Records for the task →
☆ ☆ ☆ ☆ ☆ ☆ ☆
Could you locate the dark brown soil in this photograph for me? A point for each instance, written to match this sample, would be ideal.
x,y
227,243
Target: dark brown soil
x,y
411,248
☆ ☆ ☆ ☆ ☆ ☆ ☆
What you should do → Every entry in the listing must be retyped exactly.

Result below →
Could you locate the dark brown soil in this photograph for me? A point for each instance, written to match this sample, would be ideal.
x,y
227,243
Target: dark brown soil
x,y
411,248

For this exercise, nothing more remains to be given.